▶ [Texto fornecido]
▼

São casais que aceitam que o seu envolvimento sexual pela outra pessoa já não os satisfaz plenamente e que, embora mantendo algum ou muito desejo sexual pela pessoa com quem pretendem manter a sua relação afectiva, necessitam, para se sentirem plenamente felizes e realizados colmatar essa "parte do Amor" que se foi desgastando ou que nunca existiu introduzindo novos elementos estimulantes à sua rotina, tentando assim, vencer a monotonia que não conseguiram quebrar de outra forma, nem a dois.
Este modelo de relação resulta como sendo mais aceitável do ponto de vista da confiança do que as relações convencionais onde a prática de atitudes sexuais, grosso modo, sejam elas meramente uma fantasia secreta, uma atracção, um desejo, um flirt, uma paixão ou a prática física de actos sexuais com outras pessoas são realizados, pensados, sentidos, a despeito da vontade do parceiro, sem que ele deles tenha conhecimento.
É que a exclusividade sexual é algo que só poderá partir da vontade de cada um, da chamada "cegueira para o mundo" que, na grande maioria, apenas vive nos estados iniciais de uma paixão abrandando ou até desaparecendo com o decorrer do tempo e a habituação à mera presença do outro.
O outro não tem que mudar, que desiludir, basta que se mantenha ali, como sempre foi, ou pode tornar-se ainda mais fascinante, e a bioquímica e a permanente insatisfação e curiosidade humanas encarregar-se-ão de começar a precisar de novidades para se sentir novos desafios e motivações. Uns assumem-no, outros não.
Esta falta de verdade decorre grandemente das imposições morais e éticas da sociedade ainda fortemente enraizada nas práticas religiosas e nos bons costumes que remontam a tempos já perdidos na memória.
O modelo porém, começa a cair hoje em desuso, embora fosse muito comum antes da emancipação da mulher e da sua conquista pela igualidade dos sexos. Era mais comum que o homem, nas relações heterossexuais, ferisse os seus votos de fidelidade à sua mulher, especialmente no que concerne ao desejo, atracção, flirts e prática de actos sexuais com outras parceiras e que as mulheres os ferisse no campo da fantasia e das paixões secretas inconfessadas.

▲

[Entradas de identificação de locais]
▼

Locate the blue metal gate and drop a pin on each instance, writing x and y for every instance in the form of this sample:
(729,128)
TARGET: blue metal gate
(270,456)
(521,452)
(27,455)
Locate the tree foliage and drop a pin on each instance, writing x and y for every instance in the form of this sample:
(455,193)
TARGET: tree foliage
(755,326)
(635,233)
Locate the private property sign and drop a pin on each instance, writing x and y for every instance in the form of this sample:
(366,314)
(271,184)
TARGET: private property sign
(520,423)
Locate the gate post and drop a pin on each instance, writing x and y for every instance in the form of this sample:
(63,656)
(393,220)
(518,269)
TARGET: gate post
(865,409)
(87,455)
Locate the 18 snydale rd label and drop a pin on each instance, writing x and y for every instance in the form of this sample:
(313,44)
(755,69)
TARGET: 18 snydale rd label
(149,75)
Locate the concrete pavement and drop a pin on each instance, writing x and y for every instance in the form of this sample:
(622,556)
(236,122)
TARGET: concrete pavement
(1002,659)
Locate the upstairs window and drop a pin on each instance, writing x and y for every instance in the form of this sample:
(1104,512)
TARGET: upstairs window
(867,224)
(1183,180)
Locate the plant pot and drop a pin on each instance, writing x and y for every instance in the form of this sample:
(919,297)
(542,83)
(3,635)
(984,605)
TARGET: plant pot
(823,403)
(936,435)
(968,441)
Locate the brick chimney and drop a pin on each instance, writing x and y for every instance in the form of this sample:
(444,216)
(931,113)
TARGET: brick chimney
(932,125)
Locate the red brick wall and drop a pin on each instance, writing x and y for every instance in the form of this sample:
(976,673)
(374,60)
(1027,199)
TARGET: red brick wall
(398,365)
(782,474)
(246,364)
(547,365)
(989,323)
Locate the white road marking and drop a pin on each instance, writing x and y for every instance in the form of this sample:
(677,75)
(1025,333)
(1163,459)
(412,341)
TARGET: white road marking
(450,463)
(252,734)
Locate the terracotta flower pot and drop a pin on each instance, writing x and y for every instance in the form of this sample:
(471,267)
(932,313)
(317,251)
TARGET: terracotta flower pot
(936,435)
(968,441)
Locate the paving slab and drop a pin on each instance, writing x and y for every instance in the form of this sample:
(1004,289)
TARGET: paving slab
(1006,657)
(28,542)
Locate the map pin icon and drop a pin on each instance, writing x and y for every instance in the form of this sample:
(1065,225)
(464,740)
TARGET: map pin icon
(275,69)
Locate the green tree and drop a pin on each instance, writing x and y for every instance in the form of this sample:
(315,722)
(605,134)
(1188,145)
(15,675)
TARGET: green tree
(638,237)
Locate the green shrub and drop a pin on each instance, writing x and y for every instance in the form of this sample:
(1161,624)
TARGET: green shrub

▲

▶ [Tarefas do exercício]
1. Responda às perguntas seguintes com base no texto fornecido.
(a) Em que fase de uma paixão vive, na grande maioria, a chamada "cegueira para o mundo"?
(b) De que decorre grandemente a falta de verdade?
(c) Antes de que acontecimentos o modelo era muito comum?
2. Reproduza fielmente o trecho do texto fornecido que vai de "Esta falta de" a "paixões secretas inconfessadas.".

▶ [Resultados]
1.
(a) Vive apenas nos estados iniciais de uma paixão.
(b) Decorre grandemente das imposições morais e éticas da sociedade, ainda fortemente enraizada nas práticas religiosas e nos bons costumes.
(c) Era muito comum antes da emancipação da mulher e da sua conquista pela igualdade dos sexos.

2.
Esta falta de verdade decorre grandemente das imposições morais e éticas da sociedade ainda fortemente enraizada nas práticas religiosas e nos bons costumes que remontam a tempos já perdidos na memória.
O modelo porém, começa a cair hoje em desuso, embora fosse muito comum antes da emancipação da mulher e da sua conquista pela igualidade dos sexos. Era mais comum que o homem, nas relações heterossexuais, ferisse os seus votos de fidelidade à sua mulher, especialmente no que concerne ao desejo, atracção, flirts e prática de actos sexuais com outras parceiras e que as mulheres os ferisse no campo da fantasia e das paixões secretas inconfessadas.